## Given instruction a
Collect every line of the entries that contains the string "pull", and copy each one out in full.

* START Excerpted text *

Oluseyi Ashaolu (born April 18, 1988) is a Nigerian-Canadian basketball player. A  power forward, Ashaolu played college basketball at Louisiana Tech and Oregon.

College career
Ashaolu lived in Brampton until 2004, when he made the move to Atlanta for grade 9, to play high school basketball stateside.

Ashaolu began his collegiate career at Louisiana Tech, where he averaged 5.3 points and 4.3 rebounds per game as a freshman. He improved those numbers to 10.7 points and 8.1 rebounds per game as a sophomore. Ashaolu averaged 14.2 points and 9.4 rebounds per game as a junior. He earned his bachelor's degree in business administration in 2011 and decided he did not want to be part of the rebuilding effort under rookie head coach Michael White.

On May 24, 2011, Ashaolu announced his transfer to Oregon, choosing the Ducks over Texas, San Diego State and Xavier. Ashaolu took advantage of the graduate transfer rule and did not have to sit out the season as a redshirt. One of the reasons he joined Oregon was because his AAU teammate, Devoe Joseph, was on the squad. Ashaolu was relegated to a bench role as a senior, but did not mind the decreased minutes. He averaged 9.2 points and 5.2 rebounds per game in his only season at Oregon.

* END Excerpted text *
* START Material for this exercise *

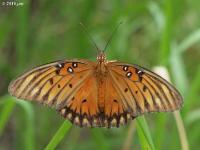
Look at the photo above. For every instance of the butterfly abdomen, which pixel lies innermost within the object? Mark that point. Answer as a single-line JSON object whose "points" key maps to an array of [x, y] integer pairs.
{"points": [[101, 93]]}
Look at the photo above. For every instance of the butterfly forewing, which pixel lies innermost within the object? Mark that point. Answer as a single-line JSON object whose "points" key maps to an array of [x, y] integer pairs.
{"points": [[97, 94], [51, 84], [143, 90]]}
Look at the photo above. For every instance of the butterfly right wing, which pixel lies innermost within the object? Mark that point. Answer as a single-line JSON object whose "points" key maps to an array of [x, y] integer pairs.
{"points": [[51, 84]]}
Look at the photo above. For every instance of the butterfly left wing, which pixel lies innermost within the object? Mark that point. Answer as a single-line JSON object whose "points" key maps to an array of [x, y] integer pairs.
{"points": [[143, 90]]}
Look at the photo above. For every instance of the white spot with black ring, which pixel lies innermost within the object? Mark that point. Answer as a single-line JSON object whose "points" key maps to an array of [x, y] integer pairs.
{"points": [[70, 70]]}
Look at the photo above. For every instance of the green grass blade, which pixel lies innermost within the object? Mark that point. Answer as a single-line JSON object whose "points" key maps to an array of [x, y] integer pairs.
{"points": [[192, 96], [62, 131], [5, 111], [29, 140], [189, 41], [99, 139], [144, 134]]}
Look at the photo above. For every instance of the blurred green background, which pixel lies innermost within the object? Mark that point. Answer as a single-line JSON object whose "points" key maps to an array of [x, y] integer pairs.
{"points": [[153, 33]]}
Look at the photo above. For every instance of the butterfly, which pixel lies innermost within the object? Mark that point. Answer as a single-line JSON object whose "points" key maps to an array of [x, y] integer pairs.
{"points": [[97, 94]]}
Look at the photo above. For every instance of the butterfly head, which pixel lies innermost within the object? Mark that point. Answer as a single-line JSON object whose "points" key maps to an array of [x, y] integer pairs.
{"points": [[101, 57]]}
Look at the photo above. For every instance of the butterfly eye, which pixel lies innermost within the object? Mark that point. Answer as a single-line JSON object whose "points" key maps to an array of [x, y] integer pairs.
{"points": [[60, 65], [129, 74], [70, 70], [74, 65], [125, 68]]}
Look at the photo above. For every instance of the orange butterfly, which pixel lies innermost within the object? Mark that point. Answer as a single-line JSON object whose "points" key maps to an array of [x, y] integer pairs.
{"points": [[97, 94]]}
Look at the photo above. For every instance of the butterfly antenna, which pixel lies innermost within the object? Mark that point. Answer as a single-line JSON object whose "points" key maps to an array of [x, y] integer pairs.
{"points": [[113, 33], [90, 37]]}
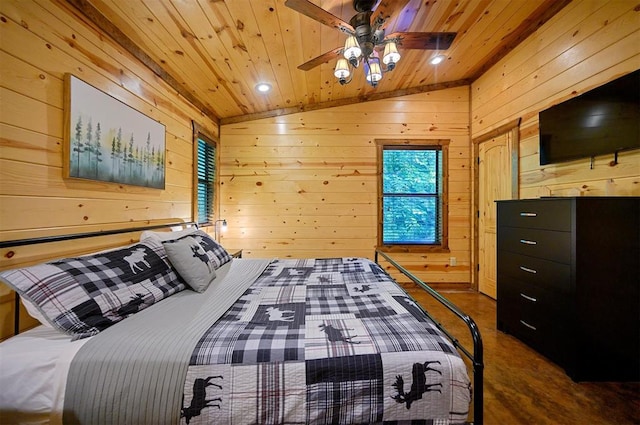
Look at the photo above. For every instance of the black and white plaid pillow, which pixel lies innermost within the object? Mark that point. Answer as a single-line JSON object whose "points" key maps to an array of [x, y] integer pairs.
{"points": [[85, 295]]}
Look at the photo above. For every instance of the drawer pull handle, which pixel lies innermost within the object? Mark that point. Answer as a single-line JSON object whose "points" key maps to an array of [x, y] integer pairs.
{"points": [[527, 269], [527, 297], [533, 328]]}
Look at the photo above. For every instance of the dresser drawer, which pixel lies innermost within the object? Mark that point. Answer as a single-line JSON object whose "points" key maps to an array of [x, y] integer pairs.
{"points": [[534, 315], [536, 271], [549, 244], [550, 214]]}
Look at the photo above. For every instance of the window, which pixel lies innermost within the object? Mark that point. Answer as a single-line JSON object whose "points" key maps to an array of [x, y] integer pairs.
{"points": [[412, 210], [205, 170]]}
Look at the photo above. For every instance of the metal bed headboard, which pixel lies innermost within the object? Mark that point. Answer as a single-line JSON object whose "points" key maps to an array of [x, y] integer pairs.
{"points": [[60, 238], [476, 358]]}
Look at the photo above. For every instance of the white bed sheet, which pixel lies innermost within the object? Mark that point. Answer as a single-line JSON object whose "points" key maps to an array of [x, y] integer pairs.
{"points": [[37, 393]]}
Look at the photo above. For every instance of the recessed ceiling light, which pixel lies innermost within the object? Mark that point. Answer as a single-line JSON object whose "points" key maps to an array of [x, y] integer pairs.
{"points": [[263, 87], [437, 59]]}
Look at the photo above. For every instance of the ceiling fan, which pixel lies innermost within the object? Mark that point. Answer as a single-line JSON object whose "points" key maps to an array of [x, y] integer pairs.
{"points": [[366, 37]]}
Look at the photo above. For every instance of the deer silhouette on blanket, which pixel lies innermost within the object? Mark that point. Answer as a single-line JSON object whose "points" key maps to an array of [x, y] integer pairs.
{"points": [[199, 400], [336, 335], [277, 315], [199, 253], [137, 256], [419, 385], [133, 306]]}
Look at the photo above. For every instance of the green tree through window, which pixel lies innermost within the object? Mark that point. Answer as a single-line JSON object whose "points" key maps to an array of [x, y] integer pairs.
{"points": [[412, 207], [206, 179]]}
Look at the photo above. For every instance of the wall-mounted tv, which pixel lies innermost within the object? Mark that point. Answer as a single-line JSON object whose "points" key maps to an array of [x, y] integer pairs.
{"points": [[605, 120]]}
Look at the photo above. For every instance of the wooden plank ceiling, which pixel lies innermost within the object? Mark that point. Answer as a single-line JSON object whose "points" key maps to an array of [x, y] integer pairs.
{"points": [[215, 52]]}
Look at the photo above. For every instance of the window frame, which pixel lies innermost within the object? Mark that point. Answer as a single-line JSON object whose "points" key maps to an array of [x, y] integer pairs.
{"points": [[200, 134], [417, 144]]}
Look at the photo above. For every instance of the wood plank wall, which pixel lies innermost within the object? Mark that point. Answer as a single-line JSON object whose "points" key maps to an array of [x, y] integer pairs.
{"points": [[586, 45], [41, 41], [304, 185]]}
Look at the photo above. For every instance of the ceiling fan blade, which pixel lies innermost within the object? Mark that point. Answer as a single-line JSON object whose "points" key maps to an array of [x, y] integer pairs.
{"points": [[387, 8], [323, 58], [316, 13], [424, 40]]}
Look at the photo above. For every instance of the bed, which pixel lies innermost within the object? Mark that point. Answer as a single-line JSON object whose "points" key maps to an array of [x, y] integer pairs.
{"points": [[173, 329]]}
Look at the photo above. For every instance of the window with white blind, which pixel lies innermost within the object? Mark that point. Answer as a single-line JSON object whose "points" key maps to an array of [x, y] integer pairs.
{"points": [[412, 188], [206, 180]]}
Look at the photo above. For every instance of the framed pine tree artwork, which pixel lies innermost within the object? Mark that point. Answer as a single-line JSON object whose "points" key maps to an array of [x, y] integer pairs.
{"points": [[107, 140]]}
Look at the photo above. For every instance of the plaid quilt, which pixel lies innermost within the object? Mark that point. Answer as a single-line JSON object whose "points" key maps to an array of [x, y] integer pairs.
{"points": [[325, 341]]}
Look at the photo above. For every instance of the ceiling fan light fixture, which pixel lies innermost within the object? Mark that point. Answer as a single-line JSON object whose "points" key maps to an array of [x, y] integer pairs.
{"points": [[352, 50], [263, 87], [342, 71], [391, 55], [373, 70]]}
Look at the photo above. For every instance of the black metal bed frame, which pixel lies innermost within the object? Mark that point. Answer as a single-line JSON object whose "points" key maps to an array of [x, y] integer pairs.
{"points": [[60, 238], [476, 358]]}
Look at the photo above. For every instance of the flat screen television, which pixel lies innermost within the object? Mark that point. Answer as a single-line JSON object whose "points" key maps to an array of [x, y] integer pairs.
{"points": [[605, 120]]}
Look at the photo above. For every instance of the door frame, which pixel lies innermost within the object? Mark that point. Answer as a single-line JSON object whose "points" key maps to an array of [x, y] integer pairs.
{"points": [[514, 128]]}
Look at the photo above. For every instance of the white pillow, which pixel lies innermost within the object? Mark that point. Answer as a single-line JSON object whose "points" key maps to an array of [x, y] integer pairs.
{"points": [[167, 236], [34, 312]]}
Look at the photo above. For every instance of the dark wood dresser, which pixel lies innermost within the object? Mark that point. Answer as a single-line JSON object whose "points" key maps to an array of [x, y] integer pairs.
{"points": [[568, 276]]}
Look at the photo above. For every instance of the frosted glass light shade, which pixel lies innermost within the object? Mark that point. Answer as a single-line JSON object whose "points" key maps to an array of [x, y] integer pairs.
{"points": [[391, 54], [342, 69], [351, 48]]}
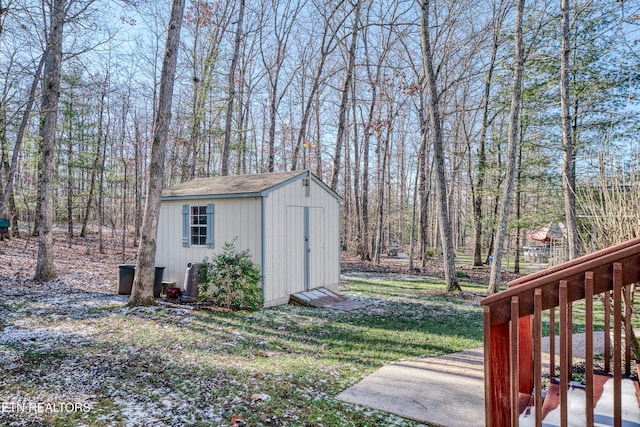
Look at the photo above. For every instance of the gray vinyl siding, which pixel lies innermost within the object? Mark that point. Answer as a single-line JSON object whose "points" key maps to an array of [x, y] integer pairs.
{"points": [[279, 248], [233, 218]]}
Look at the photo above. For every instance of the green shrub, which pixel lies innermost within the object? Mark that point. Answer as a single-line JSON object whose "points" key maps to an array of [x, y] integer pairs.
{"points": [[462, 275], [231, 279]]}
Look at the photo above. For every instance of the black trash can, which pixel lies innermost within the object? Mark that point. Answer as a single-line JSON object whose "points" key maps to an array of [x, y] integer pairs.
{"points": [[157, 282], [126, 275], [125, 278]]}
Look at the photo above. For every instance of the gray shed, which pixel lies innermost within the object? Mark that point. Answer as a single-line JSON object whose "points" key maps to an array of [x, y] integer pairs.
{"points": [[289, 222]]}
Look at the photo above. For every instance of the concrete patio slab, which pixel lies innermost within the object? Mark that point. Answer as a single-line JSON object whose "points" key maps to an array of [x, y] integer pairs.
{"points": [[442, 391]]}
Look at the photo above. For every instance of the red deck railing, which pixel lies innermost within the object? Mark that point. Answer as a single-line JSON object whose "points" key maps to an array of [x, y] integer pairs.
{"points": [[513, 331]]}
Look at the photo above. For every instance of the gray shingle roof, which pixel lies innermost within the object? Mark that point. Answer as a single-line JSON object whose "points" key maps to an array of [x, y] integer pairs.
{"points": [[230, 185]]}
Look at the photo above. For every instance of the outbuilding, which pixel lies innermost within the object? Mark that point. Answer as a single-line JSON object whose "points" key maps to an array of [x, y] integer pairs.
{"points": [[289, 222]]}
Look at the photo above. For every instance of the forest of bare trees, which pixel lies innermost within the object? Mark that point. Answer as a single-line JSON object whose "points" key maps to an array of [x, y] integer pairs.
{"points": [[404, 107]]}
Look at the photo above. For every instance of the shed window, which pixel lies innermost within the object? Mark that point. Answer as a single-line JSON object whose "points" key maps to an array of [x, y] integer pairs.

* END Material for this exercise *

## Given instruction b
Using the passage on Oluseyi Ashaolu, answer the following:
(i) Until what year did Ashaolu live in Brampton?
(ii) How many rebounds per game did he average as a junior at Louisiana Tech?
(iii) On what date did he announce his transfer to Oregon?

## Right answer a
Look at the photo above. For every instance of the drawer pull handle, which pixel lies innermost within the object? Mark that point. Answer as a single-line JSON object whose "points" key maps to an array of [x, y] integer pairs.

## Right answer b
(i) 2004
(ii) 9.4
(iii) May 24, 2011